### [YOUR TASK]
Starting at the line that holds "# draw the outline of every instance of the gravel", restate every line word for word up to and including the last one in the listing below, and omit all pictures.

Shape labeling records:
=======
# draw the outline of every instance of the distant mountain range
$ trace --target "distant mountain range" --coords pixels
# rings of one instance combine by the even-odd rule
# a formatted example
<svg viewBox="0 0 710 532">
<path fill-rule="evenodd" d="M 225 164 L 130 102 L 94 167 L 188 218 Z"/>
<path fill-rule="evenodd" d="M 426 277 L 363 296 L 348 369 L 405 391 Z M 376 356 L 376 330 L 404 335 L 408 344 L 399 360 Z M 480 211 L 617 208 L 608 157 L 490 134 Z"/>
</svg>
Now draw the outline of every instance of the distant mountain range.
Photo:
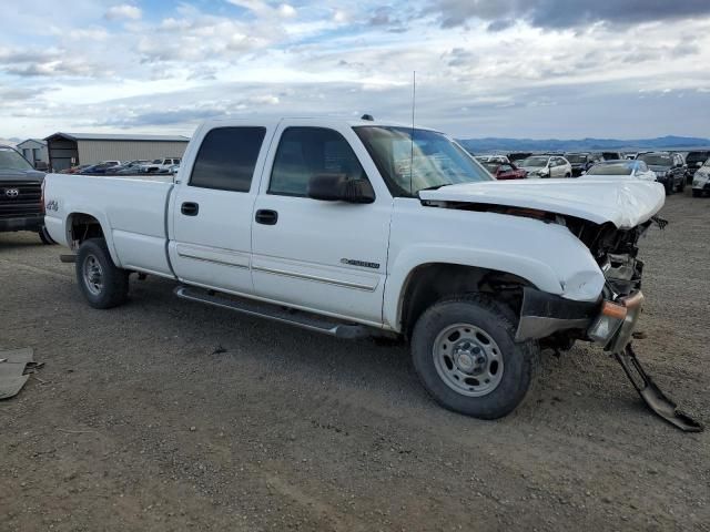
<svg viewBox="0 0 710 532">
<path fill-rule="evenodd" d="M 474 153 L 486 152 L 596 152 L 604 150 L 692 150 L 710 149 L 710 139 L 694 136 L 659 136 L 656 139 L 463 139 L 458 141 Z"/>
</svg>

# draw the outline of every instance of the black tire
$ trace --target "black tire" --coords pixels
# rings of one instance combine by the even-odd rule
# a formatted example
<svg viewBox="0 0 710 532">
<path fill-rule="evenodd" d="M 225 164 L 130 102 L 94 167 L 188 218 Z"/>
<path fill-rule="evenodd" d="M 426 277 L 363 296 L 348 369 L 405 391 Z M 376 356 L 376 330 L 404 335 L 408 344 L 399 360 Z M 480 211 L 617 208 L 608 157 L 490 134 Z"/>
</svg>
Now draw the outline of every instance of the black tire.
<svg viewBox="0 0 710 532">
<path fill-rule="evenodd" d="M 47 231 L 45 226 L 40 227 L 40 231 L 37 232 L 37 234 L 40 236 L 40 241 L 42 241 L 42 244 L 44 244 L 45 246 L 53 246 L 54 244 L 57 244 L 51 236 L 49 236 L 49 232 Z"/>
<path fill-rule="evenodd" d="M 412 335 L 414 367 L 426 390 L 439 405 L 474 418 L 497 419 L 510 413 L 525 399 L 537 371 L 539 349 L 534 342 L 515 342 L 513 319 L 510 313 L 504 311 L 495 301 L 484 295 L 442 300 L 419 317 Z M 459 340 L 468 342 L 468 339 L 459 336 L 450 340 L 455 334 L 448 337 L 446 334 L 452 328 L 465 328 L 467 325 L 473 326 L 471 338 L 478 338 L 476 330 L 479 330 L 488 340 L 491 339 L 493 344 L 486 344 L 486 346 L 489 349 L 491 346 L 497 348 L 493 351 L 497 352 L 497 357 L 501 359 L 499 367 L 501 375 L 496 376 L 499 379 L 496 386 L 489 391 L 485 391 L 486 385 L 478 382 L 475 386 L 479 386 L 481 392 L 485 391 L 478 397 L 470 397 L 466 395 L 466 391 L 462 391 L 462 388 L 468 386 L 469 380 L 477 382 L 475 374 L 467 374 L 474 379 L 465 378 L 466 382 L 462 382 L 459 377 L 455 377 L 459 379 L 459 381 L 455 381 L 450 376 L 442 376 L 442 372 L 453 375 L 457 370 L 458 375 L 464 376 L 460 372 L 460 358 L 454 362 L 453 356 L 457 349 L 455 342 Z M 444 335 L 443 340 L 442 335 Z M 450 341 L 448 347 L 446 341 Z M 448 352 L 452 355 L 448 361 L 446 361 L 446 355 L 448 355 L 446 349 L 450 349 Z M 485 350 L 486 347 L 481 345 L 479 350 L 476 350 L 476 347 L 473 349 L 473 352 L 485 355 L 480 349 Z M 442 352 L 446 352 L 446 355 L 442 357 Z M 468 352 L 470 352 L 470 346 Z M 478 356 L 474 355 L 474 358 Z M 437 357 L 440 358 L 437 359 Z M 444 368 L 444 364 L 448 372 Z M 486 364 L 490 362 L 487 360 Z M 440 369 L 437 369 L 437 366 Z M 447 382 L 447 379 L 453 383 Z M 469 393 L 476 392 L 474 387 L 469 390 Z"/>
<path fill-rule="evenodd" d="M 79 288 L 93 308 L 112 308 L 125 303 L 129 272 L 113 264 L 103 238 L 84 241 L 79 247 L 75 266 Z M 90 270 L 93 277 L 88 274 Z"/>
</svg>

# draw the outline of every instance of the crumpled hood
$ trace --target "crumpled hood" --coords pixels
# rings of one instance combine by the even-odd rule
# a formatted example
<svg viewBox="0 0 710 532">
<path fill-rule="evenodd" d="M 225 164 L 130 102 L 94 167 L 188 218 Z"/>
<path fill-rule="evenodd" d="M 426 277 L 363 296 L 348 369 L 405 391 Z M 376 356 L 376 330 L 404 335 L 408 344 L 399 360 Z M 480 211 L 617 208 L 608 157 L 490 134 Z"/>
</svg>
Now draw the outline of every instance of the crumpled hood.
<svg viewBox="0 0 710 532">
<path fill-rule="evenodd" d="M 37 170 L 8 170 L 0 168 L 0 186 L 3 181 L 31 181 L 38 182 L 44 178 L 44 172 Z"/>
<path fill-rule="evenodd" d="M 535 208 L 576 216 L 596 224 L 612 223 L 628 229 L 648 221 L 663 206 L 663 185 L 650 181 L 623 180 L 530 180 L 486 181 L 422 191 L 433 202 L 459 202 Z"/>
</svg>

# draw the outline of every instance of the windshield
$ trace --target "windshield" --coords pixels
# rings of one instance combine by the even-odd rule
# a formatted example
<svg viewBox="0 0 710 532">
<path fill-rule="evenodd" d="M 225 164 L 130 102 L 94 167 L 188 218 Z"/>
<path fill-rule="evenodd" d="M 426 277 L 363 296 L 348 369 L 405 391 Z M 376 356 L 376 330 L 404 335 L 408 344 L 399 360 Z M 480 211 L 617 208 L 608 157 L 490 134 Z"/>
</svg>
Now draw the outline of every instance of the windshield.
<svg viewBox="0 0 710 532">
<path fill-rule="evenodd" d="M 369 125 L 354 130 L 395 196 L 414 196 L 424 188 L 444 185 L 493 181 L 474 157 L 440 133 Z"/>
<path fill-rule="evenodd" d="M 32 165 L 14 150 L 0 147 L 0 170 L 32 170 Z"/>
<path fill-rule="evenodd" d="M 639 155 L 639 161 L 643 161 L 650 166 L 672 166 L 670 155 L 659 153 L 645 153 Z"/>
<path fill-rule="evenodd" d="M 528 157 L 523 161 L 519 166 L 527 166 L 528 168 L 542 168 L 547 166 L 547 161 L 549 157 Z"/>
<path fill-rule="evenodd" d="M 708 155 L 710 155 L 708 152 L 690 152 L 686 157 L 686 162 L 688 164 L 704 163 L 708 160 Z"/>
<path fill-rule="evenodd" d="M 633 163 L 595 164 L 587 175 L 631 175 Z"/>
</svg>

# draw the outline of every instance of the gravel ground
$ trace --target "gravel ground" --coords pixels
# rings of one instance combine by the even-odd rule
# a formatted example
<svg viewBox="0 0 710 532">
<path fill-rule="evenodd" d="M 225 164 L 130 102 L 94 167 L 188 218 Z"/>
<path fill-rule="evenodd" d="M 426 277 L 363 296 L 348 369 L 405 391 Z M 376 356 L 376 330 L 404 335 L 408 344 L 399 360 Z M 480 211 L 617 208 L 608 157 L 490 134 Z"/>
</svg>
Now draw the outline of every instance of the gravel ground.
<svg viewBox="0 0 710 532">
<path fill-rule="evenodd" d="M 710 421 L 710 200 L 642 242 L 663 390 Z M 596 348 L 544 356 L 486 422 L 429 400 L 403 347 L 347 342 L 133 282 L 79 295 L 36 235 L 0 234 L 0 346 L 45 367 L 0 402 L 0 530 L 710 530 L 710 438 L 647 411 Z M 41 380 L 40 380 L 41 379 Z"/>
</svg>

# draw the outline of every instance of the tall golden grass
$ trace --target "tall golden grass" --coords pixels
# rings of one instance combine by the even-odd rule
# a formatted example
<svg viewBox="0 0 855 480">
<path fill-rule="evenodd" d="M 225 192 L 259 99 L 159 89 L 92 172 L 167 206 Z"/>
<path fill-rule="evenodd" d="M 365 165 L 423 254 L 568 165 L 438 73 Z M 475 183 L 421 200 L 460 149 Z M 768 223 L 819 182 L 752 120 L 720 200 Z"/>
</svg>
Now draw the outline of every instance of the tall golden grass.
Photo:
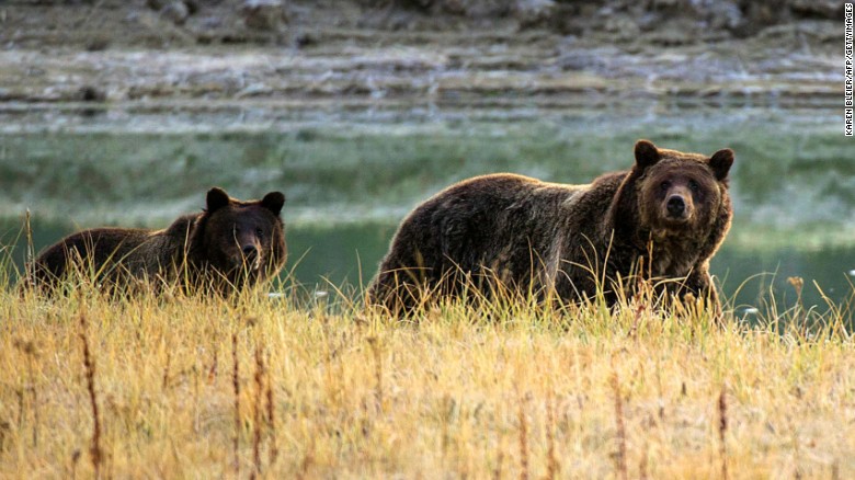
=======
### [FINISHED TASK]
# draw the outline of every instance of the gravel ground
$ trace --target "gravel ground" --coords pixels
# rings of one instance combine by the even-odd rule
# a formatted example
<svg viewBox="0 0 710 532">
<path fill-rule="evenodd" d="M 225 164 L 130 102 L 94 167 L 188 218 Z"/>
<path fill-rule="evenodd" d="M 426 277 L 363 296 L 348 369 L 405 391 Z M 376 356 L 376 330 L 404 335 L 408 344 L 399 360 Z M 480 211 L 617 208 L 608 157 L 490 134 Z"/>
</svg>
Now draw the outline of every instance of the gravel ground.
<svg viewBox="0 0 710 532">
<path fill-rule="evenodd" d="M 710 421 L 710 200 L 642 242 L 663 390 Z M 596 348 L 544 356 L 486 422 L 429 400 L 403 347 L 347 342 L 133 282 L 79 295 L 36 235 L 0 234 L 0 346 L 45 367 L 0 402 L 0 530 L 710 530 L 710 438 L 647 411 Z M 41 380 L 40 380 L 41 379 Z"/>
</svg>

# draw the outline of every instance of the tall golden grass
$ trace --target "tall golden grass" --coords pixels
# rings of one instance combine by the even-odd rule
# a formatted example
<svg viewBox="0 0 855 480">
<path fill-rule="evenodd" d="M 225 192 L 259 99 L 159 89 L 92 172 L 167 206 Z"/>
<path fill-rule="evenodd" d="M 365 165 L 423 254 L 568 165 L 438 73 Z M 475 183 L 421 200 L 460 149 Z M 768 223 L 819 182 L 752 120 L 720 200 Z"/>
</svg>
Now draw the outline of every instance of the tall golden grass.
Photo:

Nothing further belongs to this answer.